*Records shown*
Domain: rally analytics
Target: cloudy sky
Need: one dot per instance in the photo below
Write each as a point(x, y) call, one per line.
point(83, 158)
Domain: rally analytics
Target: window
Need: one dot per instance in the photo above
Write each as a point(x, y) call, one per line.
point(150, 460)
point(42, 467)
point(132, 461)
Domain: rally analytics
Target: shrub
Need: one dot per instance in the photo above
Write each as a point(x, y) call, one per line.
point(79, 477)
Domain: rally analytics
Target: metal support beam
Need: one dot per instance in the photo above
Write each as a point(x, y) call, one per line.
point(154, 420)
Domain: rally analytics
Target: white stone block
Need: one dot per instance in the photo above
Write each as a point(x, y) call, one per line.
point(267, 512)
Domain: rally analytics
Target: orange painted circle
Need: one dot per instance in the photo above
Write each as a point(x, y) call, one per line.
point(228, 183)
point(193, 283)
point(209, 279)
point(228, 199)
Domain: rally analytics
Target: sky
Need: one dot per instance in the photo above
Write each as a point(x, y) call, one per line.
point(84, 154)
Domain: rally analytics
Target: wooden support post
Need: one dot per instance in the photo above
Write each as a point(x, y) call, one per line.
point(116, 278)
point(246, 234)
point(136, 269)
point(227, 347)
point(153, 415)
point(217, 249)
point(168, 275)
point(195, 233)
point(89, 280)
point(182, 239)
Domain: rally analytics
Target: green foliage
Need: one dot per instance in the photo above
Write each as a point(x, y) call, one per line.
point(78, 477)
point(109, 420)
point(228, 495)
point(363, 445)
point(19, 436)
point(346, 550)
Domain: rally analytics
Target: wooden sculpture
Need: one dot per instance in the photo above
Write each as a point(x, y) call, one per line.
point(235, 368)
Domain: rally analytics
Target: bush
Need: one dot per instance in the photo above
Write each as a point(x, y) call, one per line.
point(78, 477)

*Prompt*
Copy out every entry above word for word, keeping each line as it is.

*Task result*
Domain: rally analytics
Target: cloudy sky
Need: one dot per instance in the photo below
Write each as a point(x, y) call, one per line.
point(83, 158)
Domain: rally analytics
Target: window
Need: one dot per instance in the photo above
Write each as a point(x, y) call, one per line.
point(150, 460)
point(42, 467)
point(132, 461)
Domain: rally analytics
Target: shrub
Need: one dot per instance in the photo above
Write each as a point(x, y) call, one per line.
point(79, 477)
Domain: rally analytics
Target: metal support beam
Need: one dot per instance in the photo above
Write each as a point(x, y) call, one per line.
point(154, 420)
Domain: rally analytics
Target: white stone block
Need: one dot per instance in the photo above
Write each as a point(x, y) call, one per line.
point(267, 512)
Domain: rally analytics
Target: orange painted circle
Need: one dot per instance in the photo above
Write each as a point(x, y) call, one per line.
point(228, 183)
point(193, 283)
point(209, 279)
point(228, 199)
Domain: rally analytics
Target: sky
Need: one dot per instance in the photo above
Write each as a point(x, y) call, one per line.
point(84, 154)
Domain: rally analytics
Target: wooden support post
Need: one dot per instance in the photo above
Write each as a point(x, y) call, one per line.
point(116, 278)
point(246, 234)
point(136, 269)
point(227, 347)
point(153, 415)
point(217, 249)
point(168, 275)
point(195, 233)
point(89, 280)
point(182, 239)
Domain: rally analytics
Target: green foliage
Need: one dot per instance in the photo above
Write each as a point(x, y) call, one per line.
point(78, 477)
point(109, 420)
point(228, 495)
point(363, 445)
point(19, 436)
point(346, 550)
Domain: rally analytics
Target: wooden sculpture
Need: one dot per instance in the photo above
Write each as a point(x, y) call, one per line.
point(235, 368)
Domain: rally analytics
Target: bush
Need: one dot per instance in the photo above
Write each as a point(x, y) call, one per line.
point(78, 477)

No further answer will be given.